DOCUMENT PASSAGE:
-----
# Shell Scripting

## The Shell
* The shell is generally considered to be the interface between the user and the operating system
    * Graphical User Interface
    * Command Line Interface


## A Little History
* Shells in command line interfaces have been programmable in a limited form since at least the first UNIX shell
* The UNIX shell was completely rewritten in the late 1970s by Steve Bourne
    * A shell modeled after C was also written around this time
* UNIX isn't open source, so an open source implementation of the UNIX shell was developed, known as the Bourne again shell, or **bash**

## Shells Today
* **bash** is the default shell on most Linux operating systems as well as macOS
    * Ubuntu and Debian use a shell known as **dash** for some startup scripts
    * Korn Shell (**ksh**) and Z Shell (**zsh**) are other common Bourne-like shells
* The C shell (**csh**) is another common shell
    * The default shell on GL at UMBC is **tcsh** or Turbo C Shell

## Non-Scripting Features of Shells
* Tab Completion
* History 
    * Global (most shells)
-----
WORK TO BE COMPLETED: Please carry the shell scripting notes forward from their last line, keeping the same heading and bullet style. The listing that comes next plays no part in this work.
-----
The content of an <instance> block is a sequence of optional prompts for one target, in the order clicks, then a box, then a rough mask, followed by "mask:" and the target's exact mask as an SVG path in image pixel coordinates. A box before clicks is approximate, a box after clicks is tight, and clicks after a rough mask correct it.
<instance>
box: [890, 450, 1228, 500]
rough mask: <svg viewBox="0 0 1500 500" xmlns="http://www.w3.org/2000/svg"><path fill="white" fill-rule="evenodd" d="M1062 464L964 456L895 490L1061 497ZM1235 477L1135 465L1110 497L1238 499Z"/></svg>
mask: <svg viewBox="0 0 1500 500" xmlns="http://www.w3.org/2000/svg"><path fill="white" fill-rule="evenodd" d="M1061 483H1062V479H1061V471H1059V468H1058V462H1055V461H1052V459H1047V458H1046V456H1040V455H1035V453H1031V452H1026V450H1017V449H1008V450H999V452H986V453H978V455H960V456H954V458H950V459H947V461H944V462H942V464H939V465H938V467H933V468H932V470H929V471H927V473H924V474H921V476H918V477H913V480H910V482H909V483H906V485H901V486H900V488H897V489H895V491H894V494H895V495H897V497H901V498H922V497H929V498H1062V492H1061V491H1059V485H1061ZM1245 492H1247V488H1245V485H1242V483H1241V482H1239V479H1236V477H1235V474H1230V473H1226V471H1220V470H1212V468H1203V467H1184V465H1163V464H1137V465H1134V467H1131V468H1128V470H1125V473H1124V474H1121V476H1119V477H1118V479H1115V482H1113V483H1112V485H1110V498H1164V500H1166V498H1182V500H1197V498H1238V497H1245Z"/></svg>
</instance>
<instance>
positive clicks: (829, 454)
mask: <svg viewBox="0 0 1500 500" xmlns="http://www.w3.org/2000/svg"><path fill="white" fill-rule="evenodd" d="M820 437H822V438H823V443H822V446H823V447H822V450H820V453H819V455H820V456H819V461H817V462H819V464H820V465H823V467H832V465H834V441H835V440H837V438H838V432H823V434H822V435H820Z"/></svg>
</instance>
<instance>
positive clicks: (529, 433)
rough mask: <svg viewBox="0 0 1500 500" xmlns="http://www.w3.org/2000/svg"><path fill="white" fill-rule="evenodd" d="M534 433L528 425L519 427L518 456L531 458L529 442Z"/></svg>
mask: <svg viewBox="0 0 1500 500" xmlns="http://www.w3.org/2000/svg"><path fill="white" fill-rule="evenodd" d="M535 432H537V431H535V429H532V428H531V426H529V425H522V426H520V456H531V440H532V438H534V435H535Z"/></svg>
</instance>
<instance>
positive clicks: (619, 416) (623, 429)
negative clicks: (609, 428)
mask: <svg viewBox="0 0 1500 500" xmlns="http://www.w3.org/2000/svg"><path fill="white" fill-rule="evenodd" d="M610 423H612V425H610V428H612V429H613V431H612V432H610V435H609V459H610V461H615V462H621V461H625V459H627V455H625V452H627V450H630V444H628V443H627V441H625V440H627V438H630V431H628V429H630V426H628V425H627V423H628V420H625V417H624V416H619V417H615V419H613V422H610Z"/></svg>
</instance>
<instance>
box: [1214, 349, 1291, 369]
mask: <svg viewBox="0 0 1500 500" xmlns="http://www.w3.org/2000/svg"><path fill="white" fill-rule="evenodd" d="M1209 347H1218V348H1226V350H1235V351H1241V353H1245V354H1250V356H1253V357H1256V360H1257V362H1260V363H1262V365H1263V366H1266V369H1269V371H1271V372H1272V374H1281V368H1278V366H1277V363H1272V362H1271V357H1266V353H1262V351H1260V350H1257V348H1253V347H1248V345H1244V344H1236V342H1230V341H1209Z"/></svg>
-----
RESULT BELOW:
    * Context-based (**fish**)
* Prompt Customization

## Bash
* For this class we will be using **bash**
* Even if a system does not use bash as the default shell, almost all system have it
    * This makes scripts written in **bash** very portable
* **bash** has been managed since it's creation by the GNU Project
    * Code is open source, and can be contributed to at https://git.savannah.gnu.org/cgit/bash.git
    

## Unix Utilities
* Bash scripts commonly rely on many simple programs to accomplish various tasks
* These programs are sometimes called Unix Utilities
    * Usually do only one thing
    * Most operate on STDIN and STDOUT by default
* macOS has many of these, but some are only available in the GNU Core Utils library

## Utilities You Already Use
* ls
* rm
* mv
* cp
* mkdir
* pwd

## echo
* Echo is the most commonly used command to print something to the screen
* By default, newlines and other escapes are not "translated" into the proper character
    * Use the `-e` flag to accomplish this
    * To suppress the newline at the end of echo use the `-n` flag
* Echo can take multiple arguments, and will separate them by a space by default
    * To prevent separation by a space, use the `-s` flag

In [None]:
echo "This will print as expected"
echo This will too
echo "This\ndoesn't\nhave\nnewlines"
echo -e "This\ndoesn't\nhave\nnewlines"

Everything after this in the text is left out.